▶ _ACTION ITEM_: Give back the full data, retyped precisely.
┌─ GIVEN RECORDS
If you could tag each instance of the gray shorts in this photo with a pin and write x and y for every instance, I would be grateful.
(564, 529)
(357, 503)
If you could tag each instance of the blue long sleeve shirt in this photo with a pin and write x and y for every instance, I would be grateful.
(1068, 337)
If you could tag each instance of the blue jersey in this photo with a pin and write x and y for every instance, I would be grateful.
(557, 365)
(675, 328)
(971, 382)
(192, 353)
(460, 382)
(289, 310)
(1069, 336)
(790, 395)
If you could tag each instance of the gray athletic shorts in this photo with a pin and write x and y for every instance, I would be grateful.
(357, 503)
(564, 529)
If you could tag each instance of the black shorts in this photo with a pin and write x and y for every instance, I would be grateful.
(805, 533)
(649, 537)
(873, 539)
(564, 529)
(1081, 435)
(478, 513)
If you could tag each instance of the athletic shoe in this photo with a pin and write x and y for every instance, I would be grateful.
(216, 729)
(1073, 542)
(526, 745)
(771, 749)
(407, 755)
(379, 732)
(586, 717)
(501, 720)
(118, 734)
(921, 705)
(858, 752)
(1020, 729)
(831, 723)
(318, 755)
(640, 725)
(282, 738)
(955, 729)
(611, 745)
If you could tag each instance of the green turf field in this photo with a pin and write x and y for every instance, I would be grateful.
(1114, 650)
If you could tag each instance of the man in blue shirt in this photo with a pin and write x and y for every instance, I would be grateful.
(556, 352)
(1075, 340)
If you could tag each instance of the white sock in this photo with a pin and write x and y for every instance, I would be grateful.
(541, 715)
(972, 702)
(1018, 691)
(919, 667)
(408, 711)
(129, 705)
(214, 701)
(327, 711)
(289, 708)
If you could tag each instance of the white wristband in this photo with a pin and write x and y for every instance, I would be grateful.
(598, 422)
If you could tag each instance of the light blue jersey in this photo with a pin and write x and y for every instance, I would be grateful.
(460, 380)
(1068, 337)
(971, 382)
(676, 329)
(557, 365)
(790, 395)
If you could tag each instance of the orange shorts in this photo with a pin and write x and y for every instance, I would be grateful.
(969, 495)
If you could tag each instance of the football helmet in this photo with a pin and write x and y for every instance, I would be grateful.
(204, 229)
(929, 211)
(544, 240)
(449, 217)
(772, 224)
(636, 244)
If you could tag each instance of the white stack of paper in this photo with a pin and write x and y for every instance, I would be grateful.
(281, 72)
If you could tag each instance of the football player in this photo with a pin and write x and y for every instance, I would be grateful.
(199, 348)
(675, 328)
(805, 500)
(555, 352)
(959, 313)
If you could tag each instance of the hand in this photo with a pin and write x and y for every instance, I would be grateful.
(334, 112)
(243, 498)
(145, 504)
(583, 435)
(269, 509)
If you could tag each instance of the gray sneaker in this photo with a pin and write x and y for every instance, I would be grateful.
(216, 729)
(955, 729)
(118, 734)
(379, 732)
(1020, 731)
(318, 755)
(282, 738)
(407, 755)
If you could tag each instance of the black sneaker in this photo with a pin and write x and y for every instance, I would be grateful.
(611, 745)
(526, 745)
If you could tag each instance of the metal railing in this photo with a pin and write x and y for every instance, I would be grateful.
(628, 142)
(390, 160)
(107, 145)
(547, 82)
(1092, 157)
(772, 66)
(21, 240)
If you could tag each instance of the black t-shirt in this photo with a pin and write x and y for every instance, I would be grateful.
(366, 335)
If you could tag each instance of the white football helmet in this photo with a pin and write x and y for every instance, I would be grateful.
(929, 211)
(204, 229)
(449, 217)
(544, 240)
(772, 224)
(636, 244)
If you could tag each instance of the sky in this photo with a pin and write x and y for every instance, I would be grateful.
└─
▶ _EXERCISE OUTPUT_:
If you could tag each instance of the gray shorts in this photo with a pin and write x and y for every instance, I would be grateful.
(564, 529)
(357, 503)
If you could tag each instance of the blue long sleeve shirt in this photo with a pin and write x and y for every instance, I would be grateful.
(1068, 337)
If you could tag each instance of the blue jersey in this photo with a pin and write x and y for every instance, I would be grateful.
(557, 365)
(675, 328)
(971, 382)
(192, 353)
(460, 382)
(289, 310)
(1069, 336)
(790, 395)
If you could tag each instance of the gray athletic shorts in this photo with a pin and write x and y for every instance, I would be grateful.
(357, 503)
(564, 529)
If you could tag each instance of the black shorts in this photo with a pin and write x and y for every instance, I would be grateful.
(805, 533)
(649, 537)
(873, 539)
(564, 529)
(1081, 435)
(478, 513)
If you could tag each instance of the athletic shoe in this photo with a pin and write x and y for every instance, I would be grateful.
(216, 729)
(1073, 542)
(526, 745)
(771, 749)
(407, 755)
(379, 732)
(586, 717)
(501, 720)
(118, 734)
(921, 705)
(858, 752)
(1020, 729)
(831, 723)
(318, 755)
(640, 725)
(282, 738)
(955, 729)
(611, 745)
If you could tag each instance of the green turf field in this photo with a pin and write x and y for every instance, I would be grateful.
(1114, 650)
If you could tag each instance of the man in blue shirt in this photo with a pin and write x and y for every instance, I would be grateful.
(556, 352)
(1075, 340)
If you could tag each instance of the white sock in this photo with a pin and write x and y for every instance, I would be grateful.
(541, 715)
(972, 702)
(1018, 691)
(919, 667)
(408, 711)
(129, 705)
(214, 701)
(327, 711)
(289, 708)
If you could tag each instance of the white wristband in this photo with a pin and write x and y for every instance, I would be grateful.
(598, 422)
If you could tag each instance of the light blue jersey in this photo with a pin and write x and y for every instance, I would be grateful.
(460, 380)
(1068, 337)
(971, 382)
(676, 329)
(557, 365)
(790, 395)
If you could tag each instance of the orange shorts in this photo with a pin and write x and y for every instance, I would be grateful.
(969, 495)
If you could tag each instance of the football helmet in this photo with a pin and write x and y for every instance, I would be grateful.
(204, 229)
(929, 211)
(544, 240)
(449, 217)
(772, 224)
(636, 244)
If you could tag each instance of the white stack of paper in this photo with a pin and write x and y for every instance, I would be grateful.
(281, 72)
If you could tag each instance of the football player in this photo with a pin and write x and y for every instance, I would be grateful.
(199, 348)
(675, 328)
(805, 500)
(555, 352)
(959, 313)
If you could tag each instance of the hand in this photo with a pin and write x and y for every instance, I would be grateful.
(334, 112)
(243, 498)
(145, 504)
(583, 435)
(269, 509)
If you could tag each instance of the gray sneaker in this photo with a pin and write x and y for every instance, I would be grateful.
(216, 729)
(955, 729)
(118, 734)
(379, 732)
(1020, 731)
(318, 755)
(282, 738)
(407, 755)
If you could tag each instance of the black sneaker in this photo with a pin and write x and y for every instance, I would be grateful.
(611, 745)
(526, 745)
If you could tag each instance of the metal railing in this photo with a pin and write x and y for every instance, I would be grateful.
(628, 142)
(390, 160)
(107, 145)
(547, 82)
(1092, 157)
(772, 66)
(21, 240)
If you could tag each instance of the black t-shirt in this photo with a pin and write x and y for every instance, I would be grateful.
(366, 335)
If you could tag each instance of the white football helmet in this photo with a pin and write x and y for every instance, I would be grateful.
(929, 211)
(204, 229)
(449, 217)
(544, 240)
(772, 224)
(636, 244)
If you could tag each instance of the sky in this photo with a pin and write x and y for every instance, I would be grateful.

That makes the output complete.